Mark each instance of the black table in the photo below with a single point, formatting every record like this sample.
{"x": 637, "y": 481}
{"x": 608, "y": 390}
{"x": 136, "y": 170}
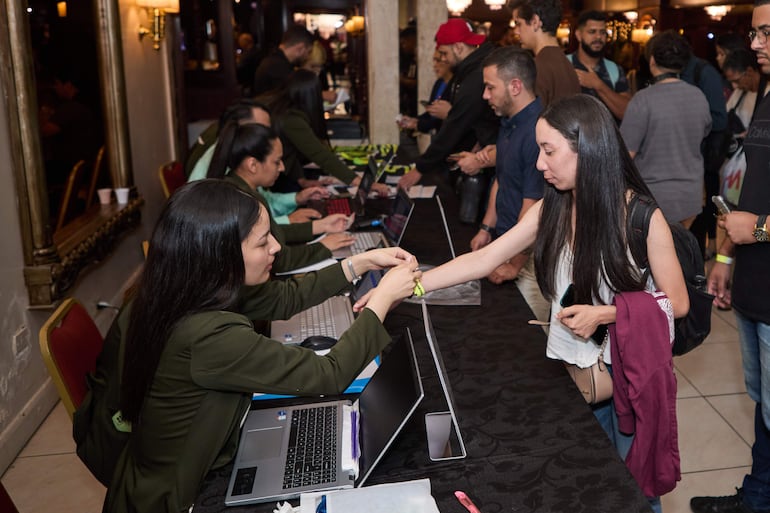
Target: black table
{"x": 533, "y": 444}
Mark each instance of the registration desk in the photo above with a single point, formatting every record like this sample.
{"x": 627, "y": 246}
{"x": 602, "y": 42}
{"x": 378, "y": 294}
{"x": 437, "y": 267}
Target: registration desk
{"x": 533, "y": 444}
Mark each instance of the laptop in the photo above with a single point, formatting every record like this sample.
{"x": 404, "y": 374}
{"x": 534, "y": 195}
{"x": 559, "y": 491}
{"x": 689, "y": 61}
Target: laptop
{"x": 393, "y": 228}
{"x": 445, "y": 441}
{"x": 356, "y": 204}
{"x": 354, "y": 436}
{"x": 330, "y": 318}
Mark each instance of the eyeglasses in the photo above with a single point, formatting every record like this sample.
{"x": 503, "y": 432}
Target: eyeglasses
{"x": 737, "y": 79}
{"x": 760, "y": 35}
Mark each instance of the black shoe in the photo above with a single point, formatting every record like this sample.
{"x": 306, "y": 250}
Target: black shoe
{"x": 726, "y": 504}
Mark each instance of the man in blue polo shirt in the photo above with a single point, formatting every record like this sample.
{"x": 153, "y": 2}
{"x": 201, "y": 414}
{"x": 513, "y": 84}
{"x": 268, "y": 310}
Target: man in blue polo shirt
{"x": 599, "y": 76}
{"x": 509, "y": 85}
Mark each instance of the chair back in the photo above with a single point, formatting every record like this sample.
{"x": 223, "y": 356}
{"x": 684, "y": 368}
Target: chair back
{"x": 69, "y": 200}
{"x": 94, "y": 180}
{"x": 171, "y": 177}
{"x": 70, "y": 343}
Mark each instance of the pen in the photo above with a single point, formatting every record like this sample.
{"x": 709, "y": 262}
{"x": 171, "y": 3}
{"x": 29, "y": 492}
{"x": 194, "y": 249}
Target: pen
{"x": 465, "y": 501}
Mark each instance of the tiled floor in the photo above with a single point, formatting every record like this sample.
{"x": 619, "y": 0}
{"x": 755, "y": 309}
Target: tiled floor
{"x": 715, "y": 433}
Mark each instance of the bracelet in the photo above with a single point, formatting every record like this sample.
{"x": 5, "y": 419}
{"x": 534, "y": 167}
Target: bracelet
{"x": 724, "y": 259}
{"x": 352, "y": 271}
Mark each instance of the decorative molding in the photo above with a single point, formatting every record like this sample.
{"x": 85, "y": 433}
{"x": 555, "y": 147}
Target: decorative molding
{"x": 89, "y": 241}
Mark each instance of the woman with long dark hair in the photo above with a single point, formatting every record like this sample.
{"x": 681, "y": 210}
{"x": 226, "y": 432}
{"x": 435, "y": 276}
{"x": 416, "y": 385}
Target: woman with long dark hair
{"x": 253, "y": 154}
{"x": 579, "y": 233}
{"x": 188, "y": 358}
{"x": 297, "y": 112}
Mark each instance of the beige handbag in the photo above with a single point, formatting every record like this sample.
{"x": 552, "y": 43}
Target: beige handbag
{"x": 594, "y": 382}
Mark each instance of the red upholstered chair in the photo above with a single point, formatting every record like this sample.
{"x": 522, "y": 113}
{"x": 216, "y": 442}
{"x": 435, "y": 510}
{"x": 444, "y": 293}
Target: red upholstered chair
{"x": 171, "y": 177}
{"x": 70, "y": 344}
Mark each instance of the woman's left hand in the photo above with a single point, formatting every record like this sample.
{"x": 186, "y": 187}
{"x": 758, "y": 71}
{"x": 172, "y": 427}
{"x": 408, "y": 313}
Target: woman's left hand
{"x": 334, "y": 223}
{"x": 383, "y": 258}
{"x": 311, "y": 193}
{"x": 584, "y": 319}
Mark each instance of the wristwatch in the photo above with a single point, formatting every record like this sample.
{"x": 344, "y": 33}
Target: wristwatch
——————————
__TO DO__
Please reproduce all of the material above line for line, leaving out the pictures.

__IN RESPONSE__
Mark each instance of the black table in the photo below with a single point, formatting every record like this sample.
{"x": 637, "y": 481}
{"x": 608, "y": 390}
{"x": 136, "y": 170}
Target: black table
{"x": 533, "y": 444}
Mark each instance of the registration desk in the photo above with a single point, formatting every record like this sample.
{"x": 627, "y": 246}
{"x": 602, "y": 42}
{"x": 378, "y": 294}
{"x": 437, "y": 267}
Target: registration desk
{"x": 533, "y": 444}
Mark each instance of the laptop in the photo above with a single point, formatting every record like this sample.
{"x": 404, "y": 374}
{"x": 534, "y": 195}
{"x": 559, "y": 491}
{"x": 689, "y": 61}
Target: laptop
{"x": 393, "y": 228}
{"x": 445, "y": 441}
{"x": 356, "y": 204}
{"x": 354, "y": 436}
{"x": 330, "y": 318}
Mark each instance of the eyeglasses in the photo above with a single point, formatting every record like this sample.
{"x": 503, "y": 432}
Target: eyeglasses
{"x": 737, "y": 79}
{"x": 760, "y": 35}
Mark each instance of the black shoe in the photo above with a single point, formatting every record like this sample.
{"x": 306, "y": 250}
Target: black shoe
{"x": 726, "y": 504}
Mark each instance of the man in blue polo shirt in the photo above with a single point, formatting every record like this sample.
{"x": 153, "y": 2}
{"x": 201, "y": 414}
{"x": 513, "y": 84}
{"x": 268, "y": 310}
Target: man in blue polo shirt
{"x": 599, "y": 76}
{"x": 509, "y": 85}
Mark each instance of the chair back in the photo above with a single point, formatting every record like this sample.
{"x": 223, "y": 356}
{"x": 684, "y": 368}
Target: chair back
{"x": 69, "y": 200}
{"x": 94, "y": 180}
{"x": 171, "y": 177}
{"x": 70, "y": 343}
Mark each instance of the pen in the photo above with a single point, formatting every record like this sample.
{"x": 709, "y": 262}
{"x": 171, "y": 3}
{"x": 29, "y": 492}
{"x": 194, "y": 249}
Target: pen
{"x": 465, "y": 501}
Mark each instance of the tiled floor in the photo above with a single point, formatting every record like this sample.
{"x": 619, "y": 0}
{"x": 755, "y": 309}
Target: tiled floor
{"x": 715, "y": 433}
Mark each instance of the bracelet in the photo above with a single point, formatting every record like this sample.
{"x": 5, "y": 419}
{"x": 534, "y": 167}
Target: bracelet
{"x": 724, "y": 259}
{"x": 352, "y": 271}
Mark each instance of the decorative molding in the photo above with a single point, formatting every record like this sample.
{"x": 85, "y": 433}
{"x": 555, "y": 147}
Target: decorative molding
{"x": 89, "y": 241}
Mark each instance of the woman with long dark hair in the photo above with a single point, formatting every record like this sample.
{"x": 681, "y": 210}
{"x": 226, "y": 432}
{"x": 435, "y": 276}
{"x": 416, "y": 385}
Target: woman with long dark hair
{"x": 253, "y": 154}
{"x": 579, "y": 233}
{"x": 188, "y": 358}
{"x": 297, "y": 112}
Mark each instance of the beige handbag in the photo above with a single point, formatting every record like this sample.
{"x": 552, "y": 43}
Target: beige handbag
{"x": 594, "y": 382}
Mark each instance of the red upholstered chair in the photo above with a single point, formatting every record like this sample.
{"x": 522, "y": 113}
{"x": 216, "y": 442}
{"x": 435, "y": 510}
{"x": 444, "y": 293}
Target: red upholstered chair
{"x": 171, "y": 177}
{"x": 70, "y": 344}
Mark each instance of the woman's left hand in the photo above with a single point, formatting every record like this sample.
{"x": 186, "y": 187}
{"x": 758, "y": 71}
{"x": 172, "y": 427}
{"x": 408, "y": 313}
Target: woman's left hand
{"x": 334, "y": 223}
{"x": 383, "y": 258}
{"x": 311, "y": 193}
{"x": 584, "y": 319}
Mark each instance of the wristwatch in the photo above with a single point, formatting every record like this sample.
{"x": 344, "y": 33}
Target: wristwatch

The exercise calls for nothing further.